Document extract>
AMC    Preamble    Over-allotment    Recitals
Cinemark    Preamble    Purchase    2.5
Founding Members    Preamble    Purchase Notice    2.3
IPO    Recitals    Purchase Price    2.4
Lock-Up Agreement    Recitals    Purchased Units    2.1
NCM Inc.    Preamble    Regal    Preamble

2. Purchase of LLC Units; Purchase Price; Closing.

2.1 Purchase of LLC Units. Each Founding Member, severally and not jointly, agrees to sell and deliver to NCM Inc. on the Purchase Date, free and clear of all Encumbrances, a number of LLC Units (collectively, the “Purchased Units”) equal to (x) the number of shares (not to exceed 4,000,000 shares) of Common Stock to be sold by NCM, Inc. pursuant to the Over-allotment multiplied by (y) the ownership percentage of such Founding Member in NCM LLC immediately prior to the consummation of the IPO. NCM Inc. agrees to buy and accept on the Purchase Date such Purchased Units. For the avoidance of doubt, the sale of Common Stock pursuant to the Over-allotment, if any, and the purchase of LLC Units pursuant to the terms of this Agreement shall be effected simultaneously.

Supplied records>
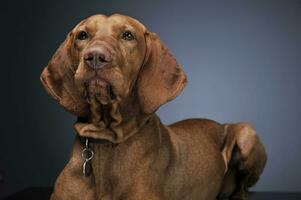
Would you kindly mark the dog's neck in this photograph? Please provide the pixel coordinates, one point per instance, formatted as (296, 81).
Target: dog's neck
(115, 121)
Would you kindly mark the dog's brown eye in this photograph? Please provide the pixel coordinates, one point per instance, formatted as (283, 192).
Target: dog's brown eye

--

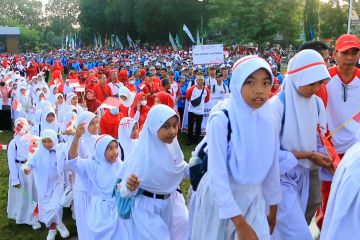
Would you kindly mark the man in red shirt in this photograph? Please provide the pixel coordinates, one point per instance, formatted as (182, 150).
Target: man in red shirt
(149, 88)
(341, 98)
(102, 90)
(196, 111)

Given problem 1>
Reproduce word for word the part of the LLC unit purchase excerpt starting at "2.1 Purchase of" and ending at "be effected simultaneously.".
Given problem 2>
In the LLC unit purchase excerpt, what is the maximum number of shares of Common Stock that section 2.1 allows to be counted when setting the number of Purchased Units?

Correct answer 1>
2.1 Purchase of LLC Units. Each Founding Member, severally and not jointly, agrees to sell and deliver to NCM Inc. on the Purchase Date, free and clear of all Encumbrances, a number of LLC Units (collectively, the “Purchased Units”) equal to (x) the number of shares (not to exceed 4,000,000 shares) of Common Stock to be sold by NCM, Inc. pursuant to the Over-allotment multiplied by (y) the ownership percentage of such Founding Member in NCM LLC immediately prior to the consummation of the IPO. NCM Inc. agrees to buy and accept on the Purchase Date such Purchased Units. For the avoidance of doubt, the sale of Common Stock pursuant to the Over-allotment, if any, and the purchase of LLC Units pursuant to the terms of this Agreement shall be effected simultaneously.

Correct answer 2>
4,000,000 shares